● **Task directions**
Reproduce the following lines verbatim.

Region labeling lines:
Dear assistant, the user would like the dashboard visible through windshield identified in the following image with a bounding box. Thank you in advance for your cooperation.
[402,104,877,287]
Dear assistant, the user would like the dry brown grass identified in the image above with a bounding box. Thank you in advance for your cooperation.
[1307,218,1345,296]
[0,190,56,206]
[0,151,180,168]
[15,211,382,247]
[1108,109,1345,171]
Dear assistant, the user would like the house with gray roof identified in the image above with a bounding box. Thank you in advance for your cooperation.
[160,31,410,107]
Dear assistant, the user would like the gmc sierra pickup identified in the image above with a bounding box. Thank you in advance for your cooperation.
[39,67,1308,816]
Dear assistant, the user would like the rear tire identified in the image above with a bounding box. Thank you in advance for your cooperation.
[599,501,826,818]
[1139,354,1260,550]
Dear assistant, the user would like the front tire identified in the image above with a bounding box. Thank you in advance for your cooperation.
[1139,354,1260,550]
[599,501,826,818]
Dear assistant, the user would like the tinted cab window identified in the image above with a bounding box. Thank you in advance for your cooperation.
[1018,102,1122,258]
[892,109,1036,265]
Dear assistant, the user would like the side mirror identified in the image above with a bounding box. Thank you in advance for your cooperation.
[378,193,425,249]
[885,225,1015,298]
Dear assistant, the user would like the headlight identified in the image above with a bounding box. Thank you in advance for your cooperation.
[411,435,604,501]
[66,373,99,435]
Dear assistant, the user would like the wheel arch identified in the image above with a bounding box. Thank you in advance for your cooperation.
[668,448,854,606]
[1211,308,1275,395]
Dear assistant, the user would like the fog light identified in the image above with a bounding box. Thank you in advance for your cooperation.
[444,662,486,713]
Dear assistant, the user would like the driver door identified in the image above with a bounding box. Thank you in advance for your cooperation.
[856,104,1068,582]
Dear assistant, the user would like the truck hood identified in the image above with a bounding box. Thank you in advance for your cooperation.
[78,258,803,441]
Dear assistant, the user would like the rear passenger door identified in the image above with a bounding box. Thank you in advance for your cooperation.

● **Written answer**
Dear assistant, the user would like the dashboard visible through windshield identified in the following image with a bounding box. Thank you in advance for your cooperation.
[402,104,877,287]
Dear assistant, the user would like the dry brown grass identified in the image above with a bounding box. Thank you in advance for your cooperation.
[1307,218,1345,296]
[0,190,56,206]
[0,151,180,168]
[15,211,382,247]
[1108,109,1345,171]
Dear assistant, the user would like the house with gray roof identified in the image above with a bounding box. Thank you in advance for your cooperation.
[160,31,410,107]
Dear assistant, the user would like the gmc sierra pickup identified in the image above with a bounding box. Thank you in advance for your cooperation.
[39,67,1308,816]
Dear assistant, the user would like the rear tire identified in the image above with a bounding box. Thank you in advance for your cooperation.
[599,501,826,818]
[1139,354,1260,550]
Dear assistant, the user would like the front tire identified in the image above with a bounding box. Thank you in advance for your cooperation.
[1139,354,1260,550]
[599,501,826,818]
Dear assistant, the user would like the tinted cab window identified in the image above with a bounding box. Thank you in advance for your cooperation.
[1018,102,1122,258]
[892,109,1036,265]
Dear assistant, the user would like the side mirror identified in the image above with a bounding box. Thank you in advance for your cooperation.
[378,193,425,249]
[885,225,1015,298]
Dear assistant, the user would like the headlight identified in the image above with a bounding box. Thank you in advance for your cooperation.
[411,435,604,501]
[66,373,99,435]
Dear assistant, the user would like the wheel arch identified in the image above with a bounding box. Thank you in advance for your cooperation.
[668,448,854,606]
[1211,308,1275,395]
Dear assistant, the user would like the fog light identified in the image above with a bounding box. Thank you in advance for your cooperation.
[444,662,486,713]
Dear assistant, the user would like the driver door identified in the image above with a bounding box. Thank you in advance for your cooperation.
[856,104,1068,582]
Dear assistant, the user would like the truck hood identified in the image above with a bounding box. Thank you in advance for your cooperation.
[78,258,803,441]
Dear assistant, the user would like the rear passenger door identified in the image above with a bounding box. Thank you in advance for your cooperation.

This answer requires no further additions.